Work instructions:
Locate every line in the material below that contains the word "white", and copy each of those lines in full.

Supplied material:
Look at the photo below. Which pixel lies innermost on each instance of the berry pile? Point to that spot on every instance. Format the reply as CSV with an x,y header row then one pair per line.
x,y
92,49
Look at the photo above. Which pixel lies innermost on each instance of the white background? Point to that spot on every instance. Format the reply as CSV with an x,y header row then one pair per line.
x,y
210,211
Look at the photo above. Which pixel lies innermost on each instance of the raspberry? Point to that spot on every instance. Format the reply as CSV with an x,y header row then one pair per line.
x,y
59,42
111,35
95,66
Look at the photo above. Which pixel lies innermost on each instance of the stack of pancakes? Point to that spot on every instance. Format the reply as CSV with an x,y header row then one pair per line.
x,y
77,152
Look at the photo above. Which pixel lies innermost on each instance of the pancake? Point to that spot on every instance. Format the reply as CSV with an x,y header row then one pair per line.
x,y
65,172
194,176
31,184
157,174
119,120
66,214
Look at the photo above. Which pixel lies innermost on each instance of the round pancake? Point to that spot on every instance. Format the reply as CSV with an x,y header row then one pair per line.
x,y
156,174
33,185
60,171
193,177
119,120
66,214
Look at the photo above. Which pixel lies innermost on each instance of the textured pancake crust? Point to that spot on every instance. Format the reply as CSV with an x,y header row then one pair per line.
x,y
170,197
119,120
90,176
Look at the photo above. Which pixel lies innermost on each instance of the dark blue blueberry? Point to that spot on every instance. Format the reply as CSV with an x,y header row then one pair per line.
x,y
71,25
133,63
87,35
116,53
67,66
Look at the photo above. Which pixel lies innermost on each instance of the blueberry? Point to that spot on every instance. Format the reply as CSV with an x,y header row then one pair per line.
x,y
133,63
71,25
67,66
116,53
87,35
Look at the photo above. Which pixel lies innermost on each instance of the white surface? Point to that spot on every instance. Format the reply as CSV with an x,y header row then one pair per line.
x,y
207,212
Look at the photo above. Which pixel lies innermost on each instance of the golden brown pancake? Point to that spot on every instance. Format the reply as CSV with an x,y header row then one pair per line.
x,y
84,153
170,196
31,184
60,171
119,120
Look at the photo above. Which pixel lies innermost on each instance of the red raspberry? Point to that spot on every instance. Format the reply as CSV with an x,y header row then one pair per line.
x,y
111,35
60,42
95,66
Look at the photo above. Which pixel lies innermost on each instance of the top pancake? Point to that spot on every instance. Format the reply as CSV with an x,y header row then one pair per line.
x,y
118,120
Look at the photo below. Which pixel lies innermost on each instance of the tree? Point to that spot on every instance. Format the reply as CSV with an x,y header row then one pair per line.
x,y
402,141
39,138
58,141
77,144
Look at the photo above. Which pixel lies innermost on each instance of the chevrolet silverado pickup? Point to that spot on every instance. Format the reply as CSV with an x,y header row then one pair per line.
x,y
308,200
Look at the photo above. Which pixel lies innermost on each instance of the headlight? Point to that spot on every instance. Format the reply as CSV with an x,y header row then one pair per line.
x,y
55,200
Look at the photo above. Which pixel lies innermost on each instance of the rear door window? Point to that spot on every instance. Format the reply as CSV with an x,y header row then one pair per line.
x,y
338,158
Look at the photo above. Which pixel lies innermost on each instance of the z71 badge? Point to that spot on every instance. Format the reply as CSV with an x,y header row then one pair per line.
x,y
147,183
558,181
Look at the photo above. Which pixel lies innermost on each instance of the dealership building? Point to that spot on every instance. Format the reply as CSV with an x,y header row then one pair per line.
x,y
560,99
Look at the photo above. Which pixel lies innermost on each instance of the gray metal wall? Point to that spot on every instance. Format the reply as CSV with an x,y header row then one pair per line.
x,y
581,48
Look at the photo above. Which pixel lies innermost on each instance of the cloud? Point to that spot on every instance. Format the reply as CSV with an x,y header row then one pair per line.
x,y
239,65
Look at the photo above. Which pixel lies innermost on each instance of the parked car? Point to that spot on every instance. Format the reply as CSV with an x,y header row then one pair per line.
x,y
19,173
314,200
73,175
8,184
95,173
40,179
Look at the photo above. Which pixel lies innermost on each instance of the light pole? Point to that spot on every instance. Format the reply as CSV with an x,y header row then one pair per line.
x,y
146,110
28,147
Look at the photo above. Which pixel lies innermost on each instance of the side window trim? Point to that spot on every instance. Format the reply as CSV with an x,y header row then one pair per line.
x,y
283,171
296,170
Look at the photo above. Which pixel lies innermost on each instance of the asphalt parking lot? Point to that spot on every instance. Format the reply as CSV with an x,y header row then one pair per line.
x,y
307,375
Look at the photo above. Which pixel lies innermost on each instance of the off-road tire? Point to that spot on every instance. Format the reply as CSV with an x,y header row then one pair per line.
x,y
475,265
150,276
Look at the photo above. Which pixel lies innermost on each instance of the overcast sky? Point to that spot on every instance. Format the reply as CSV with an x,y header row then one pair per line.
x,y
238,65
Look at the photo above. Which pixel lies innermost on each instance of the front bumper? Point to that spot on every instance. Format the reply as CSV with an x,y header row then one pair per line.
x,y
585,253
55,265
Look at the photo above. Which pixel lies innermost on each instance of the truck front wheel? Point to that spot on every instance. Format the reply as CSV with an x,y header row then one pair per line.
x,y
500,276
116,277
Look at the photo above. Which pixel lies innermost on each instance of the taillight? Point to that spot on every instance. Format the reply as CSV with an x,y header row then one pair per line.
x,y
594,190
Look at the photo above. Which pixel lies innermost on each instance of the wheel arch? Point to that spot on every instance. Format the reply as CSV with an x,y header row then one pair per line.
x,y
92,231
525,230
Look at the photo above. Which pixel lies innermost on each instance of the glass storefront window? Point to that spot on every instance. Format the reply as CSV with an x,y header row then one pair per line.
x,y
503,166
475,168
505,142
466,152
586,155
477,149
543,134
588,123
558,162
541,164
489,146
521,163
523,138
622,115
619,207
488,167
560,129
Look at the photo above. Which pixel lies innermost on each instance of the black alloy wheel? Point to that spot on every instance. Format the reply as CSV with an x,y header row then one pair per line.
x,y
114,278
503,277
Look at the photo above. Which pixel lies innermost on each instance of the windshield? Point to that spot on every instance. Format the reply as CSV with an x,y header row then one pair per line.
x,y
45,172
---
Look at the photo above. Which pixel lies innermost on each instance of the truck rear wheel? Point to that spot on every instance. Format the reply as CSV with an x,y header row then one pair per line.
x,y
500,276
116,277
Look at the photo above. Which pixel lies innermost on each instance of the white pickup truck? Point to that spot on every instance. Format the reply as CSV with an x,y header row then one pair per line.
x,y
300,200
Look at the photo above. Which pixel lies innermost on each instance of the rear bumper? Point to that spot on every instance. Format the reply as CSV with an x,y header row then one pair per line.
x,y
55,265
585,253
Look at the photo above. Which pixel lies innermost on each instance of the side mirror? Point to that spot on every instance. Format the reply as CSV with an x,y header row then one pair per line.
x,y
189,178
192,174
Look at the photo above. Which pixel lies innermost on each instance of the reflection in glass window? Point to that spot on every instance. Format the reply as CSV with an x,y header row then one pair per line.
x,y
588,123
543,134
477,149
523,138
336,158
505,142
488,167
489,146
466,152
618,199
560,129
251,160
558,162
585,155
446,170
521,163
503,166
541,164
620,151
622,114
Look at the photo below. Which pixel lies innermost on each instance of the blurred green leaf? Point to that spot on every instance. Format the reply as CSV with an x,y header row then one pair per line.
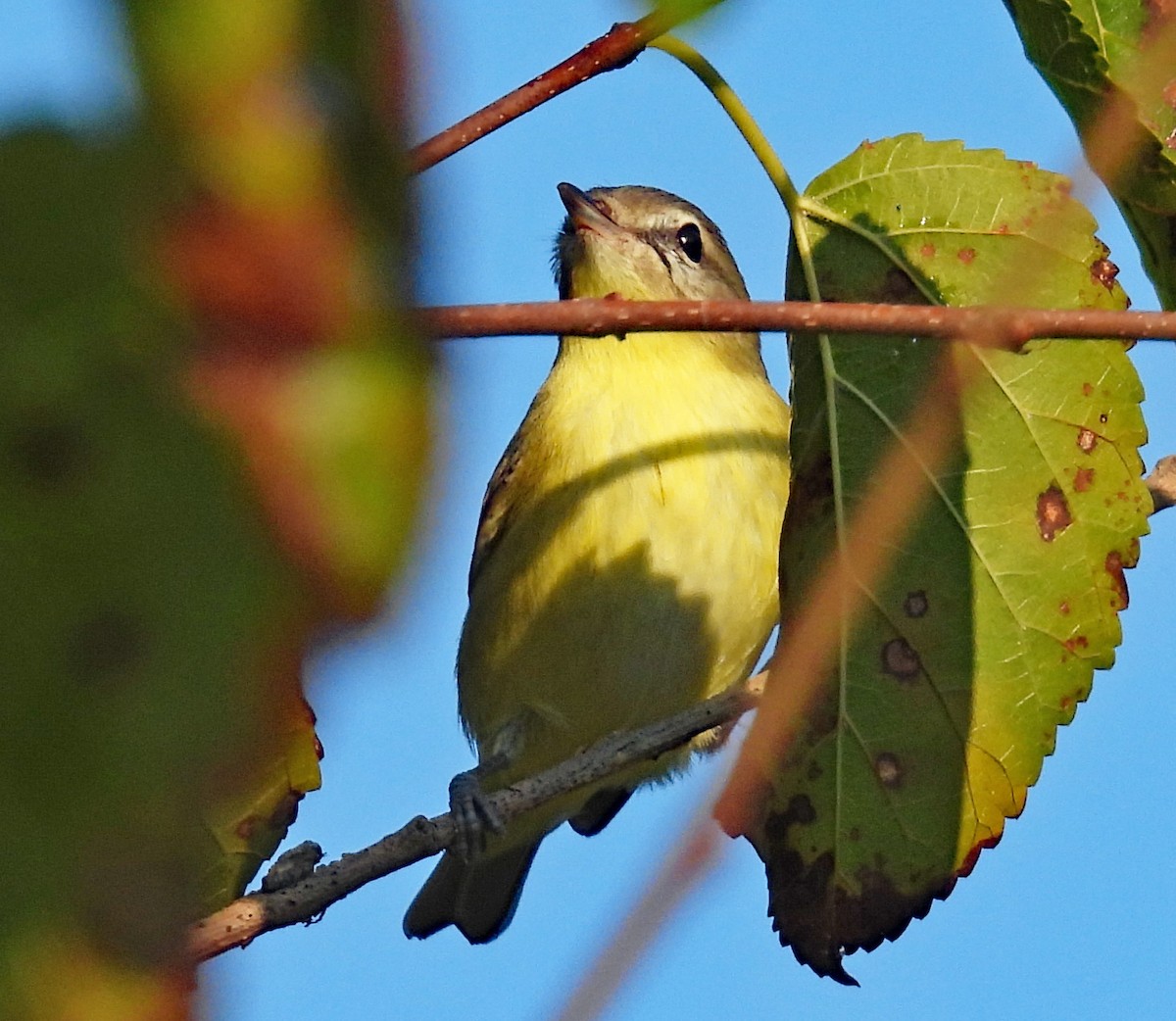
--
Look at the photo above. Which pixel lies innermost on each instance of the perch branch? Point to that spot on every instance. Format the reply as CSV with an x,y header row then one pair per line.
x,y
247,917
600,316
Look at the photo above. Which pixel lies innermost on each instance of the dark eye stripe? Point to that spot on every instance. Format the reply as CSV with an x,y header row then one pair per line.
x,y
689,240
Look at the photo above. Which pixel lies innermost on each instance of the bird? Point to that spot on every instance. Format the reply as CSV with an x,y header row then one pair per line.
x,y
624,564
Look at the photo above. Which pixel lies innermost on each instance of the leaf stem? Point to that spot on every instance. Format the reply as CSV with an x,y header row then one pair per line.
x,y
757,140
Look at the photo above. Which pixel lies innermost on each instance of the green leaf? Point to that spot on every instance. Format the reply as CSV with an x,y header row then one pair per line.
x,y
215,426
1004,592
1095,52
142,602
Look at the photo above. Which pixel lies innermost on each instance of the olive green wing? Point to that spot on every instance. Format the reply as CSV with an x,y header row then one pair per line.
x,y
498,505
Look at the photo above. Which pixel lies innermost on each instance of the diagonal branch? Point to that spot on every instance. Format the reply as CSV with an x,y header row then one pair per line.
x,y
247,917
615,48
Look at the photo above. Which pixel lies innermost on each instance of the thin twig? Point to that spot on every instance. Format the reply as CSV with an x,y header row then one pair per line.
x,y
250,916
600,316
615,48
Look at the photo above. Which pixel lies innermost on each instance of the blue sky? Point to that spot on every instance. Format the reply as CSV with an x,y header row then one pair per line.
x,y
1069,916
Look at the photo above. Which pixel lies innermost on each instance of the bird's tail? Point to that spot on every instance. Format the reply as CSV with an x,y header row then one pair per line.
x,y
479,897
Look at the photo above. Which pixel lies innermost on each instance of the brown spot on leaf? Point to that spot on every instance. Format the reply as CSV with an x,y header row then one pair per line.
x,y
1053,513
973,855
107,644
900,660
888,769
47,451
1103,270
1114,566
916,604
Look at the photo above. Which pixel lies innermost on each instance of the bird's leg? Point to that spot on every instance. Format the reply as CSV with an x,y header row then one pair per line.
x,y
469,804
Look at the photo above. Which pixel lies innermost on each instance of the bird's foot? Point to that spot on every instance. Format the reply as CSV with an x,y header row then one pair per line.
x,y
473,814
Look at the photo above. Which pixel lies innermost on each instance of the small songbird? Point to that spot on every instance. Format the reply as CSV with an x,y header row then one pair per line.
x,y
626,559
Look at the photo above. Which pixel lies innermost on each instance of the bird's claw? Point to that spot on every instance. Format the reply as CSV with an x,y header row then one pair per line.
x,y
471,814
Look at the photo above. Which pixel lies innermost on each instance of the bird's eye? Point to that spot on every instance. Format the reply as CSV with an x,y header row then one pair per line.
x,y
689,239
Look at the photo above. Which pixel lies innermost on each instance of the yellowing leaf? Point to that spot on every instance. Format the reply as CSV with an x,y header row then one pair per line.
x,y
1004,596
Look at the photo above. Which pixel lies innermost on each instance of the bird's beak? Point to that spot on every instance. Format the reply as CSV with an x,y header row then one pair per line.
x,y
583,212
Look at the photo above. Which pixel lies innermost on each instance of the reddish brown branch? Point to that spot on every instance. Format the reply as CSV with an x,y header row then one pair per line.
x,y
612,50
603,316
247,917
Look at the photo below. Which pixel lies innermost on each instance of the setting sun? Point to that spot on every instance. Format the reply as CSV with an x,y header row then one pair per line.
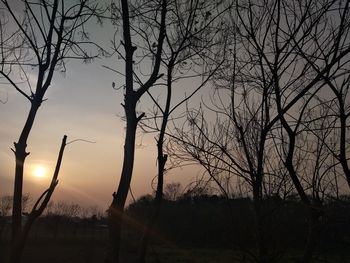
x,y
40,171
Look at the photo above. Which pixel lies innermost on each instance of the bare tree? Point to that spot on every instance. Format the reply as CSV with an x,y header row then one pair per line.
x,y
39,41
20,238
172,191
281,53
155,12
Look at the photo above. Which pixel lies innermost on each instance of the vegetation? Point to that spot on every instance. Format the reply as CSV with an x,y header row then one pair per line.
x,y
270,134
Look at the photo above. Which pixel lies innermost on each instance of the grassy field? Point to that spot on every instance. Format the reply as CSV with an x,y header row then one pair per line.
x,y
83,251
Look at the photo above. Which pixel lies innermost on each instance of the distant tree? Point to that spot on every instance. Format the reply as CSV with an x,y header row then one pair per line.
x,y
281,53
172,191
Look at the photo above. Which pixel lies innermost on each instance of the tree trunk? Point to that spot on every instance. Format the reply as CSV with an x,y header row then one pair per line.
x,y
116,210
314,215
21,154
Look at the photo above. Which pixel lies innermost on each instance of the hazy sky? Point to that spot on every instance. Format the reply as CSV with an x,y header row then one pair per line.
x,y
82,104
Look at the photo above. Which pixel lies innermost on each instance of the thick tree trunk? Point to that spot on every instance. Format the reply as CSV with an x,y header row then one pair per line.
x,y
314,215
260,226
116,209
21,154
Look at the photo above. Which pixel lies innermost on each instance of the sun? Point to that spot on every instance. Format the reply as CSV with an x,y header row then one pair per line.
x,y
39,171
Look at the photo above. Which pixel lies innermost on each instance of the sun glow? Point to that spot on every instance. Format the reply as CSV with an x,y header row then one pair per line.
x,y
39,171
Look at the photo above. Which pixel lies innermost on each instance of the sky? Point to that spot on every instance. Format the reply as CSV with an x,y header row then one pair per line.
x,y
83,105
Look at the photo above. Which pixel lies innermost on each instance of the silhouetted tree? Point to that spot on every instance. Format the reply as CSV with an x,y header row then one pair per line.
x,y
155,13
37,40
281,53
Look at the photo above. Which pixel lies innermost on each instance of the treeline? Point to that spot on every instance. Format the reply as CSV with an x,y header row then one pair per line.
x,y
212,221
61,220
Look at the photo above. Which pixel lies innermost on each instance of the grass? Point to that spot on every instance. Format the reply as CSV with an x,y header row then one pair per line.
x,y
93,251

Task solution:
Look at the photo above. Which pixel lies innermost on each instance of the white background? Point to that spot on every instance. Format the reply as CSV with an x,y header row then one pair per line.
Look at the photo above. Which pixel lies innermost on each instance of the white surface? Point to that spot on every instance. Format the reply as CSV with an x,y header row then one pair per line.
Look at the photo above. Which pixel lies innermost on each instance of the white pickup truck? Point to that spot on every instance. Format the reply as CSV with an x,y header row then one pair per line.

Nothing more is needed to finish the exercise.